TEXT TO READ:
..............................

# Help me Getting my First DSLR for learning Photography



## nikku_hot123 (Jun 14, 2013)

Please help me choose a DSLR.
My priority is learning Photography.
Budget is max 25000/-
My options are open with Second had Cams too.(Provided pros in this forum help me, coz i am skeptical about it as having no knowledge of checking condition of the camera).
I am gonna purchase it last of this month.


----------



## nikku_hot123 (Jun 15, 2013)

Come on guys plz.. Sujoy,  nac where r u??


----------



## sujoyp (Jun 15, 2013)

Hey I am here  sorry for late reply 

Soo your budget is 25k ...hmm in DSLR then you have only option is D3100 new.

But you can check m4/3 is you want DSLR quality and small size like EPM1

but do you know that buying a dslr is just the start...you may have to spend lots of money in lens, and equipments later on.

if you are not ready to spend anything later then better get a superzoom camera...like SX50


----------



## nikku_hot123 (Jun 15, 2013)

^^ yes i know i have to invest more later on n i m ready. So i want a cam whose lenses can be used with my later on upgrades.

 I m also looking forward with second had dslr too bt i don't know how to check conditions. I m also ready to add 2-3k extra with justified reasons.


----------



## sujoyp (Jun 15, 2013)

you can check jjmehta.com/forum for used dslrs ....as a new user dont get a out of warranty dslr to be safe...just 2 days back one of our friend here got a D5100 in a very good condition used


----------



## nac (Jun 15, 2013)

I was little busy in photo shoot.  And it's weekend... family time... 
You are not in a hurry, have two weeks huh...

..............................

COLLECTED DATA:

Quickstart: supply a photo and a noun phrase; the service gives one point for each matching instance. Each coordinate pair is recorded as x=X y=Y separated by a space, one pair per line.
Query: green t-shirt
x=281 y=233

..............................

WORK TO DO: Reproduce the forum thread above about picking a first DSLR for learning photography, word for word and in full, from its title through the final post.

TASK RESULT:
# Help me Getting my First DSLR for learning Photography



## nikku_hot123 (Jun 14, 2013)

Please help me choose a DSLR.
My priority is learning Photography.
Budget is max 25000/-
My options are open with Second had Cams too.(Provided pros in this forum help me, coz i am skeptical about it as having no knowledge of checking condition of the camera).
I am gonna purchase it last of this month.


----------



## nikku_hot123 (Jun 15, 2013)

Come on guys plz.. Sujoy,  nac where r u??


----------



## sujoyp (Jun 15, 2013)

Hey I am here  sorry for late reply 

Soo your budget is 25k ...hmm in DSLR then you have only option is D3100 new.

But you can check m4/3 is you want DSLR quality and small size like EPM1

but do you know that buying a dslr is just the start...you may have to spend lots of money in lens, and equipments later on.

if you are not ready to spend anything later then better get a superzoom camera...like SX50


----------



## nikku_hot123 (Jun 15, 2013)

^^ yes i know i have to invest more later on n i m ready. So i want a cam whose lenses can be used with my later on upgrades.

 I m also looking forward with second had dslr too bt i don't know how to check conditions. I m also ready to add 2-3k extra with justified reasons.


----------



## sujoyp (Jun 15, 2013)

you can check jjmehta.com/forum for used dslrs ....as a new user dont get a out of warranty dslr to be safe...just 2 days back one of our friend here got a D5100 in a very good condition used


----------



## nac (Jun 15, 2013)

I was little busy in photo shoot.  And it's weekend... family time... 
You are not in a hurry, have two weeks huh...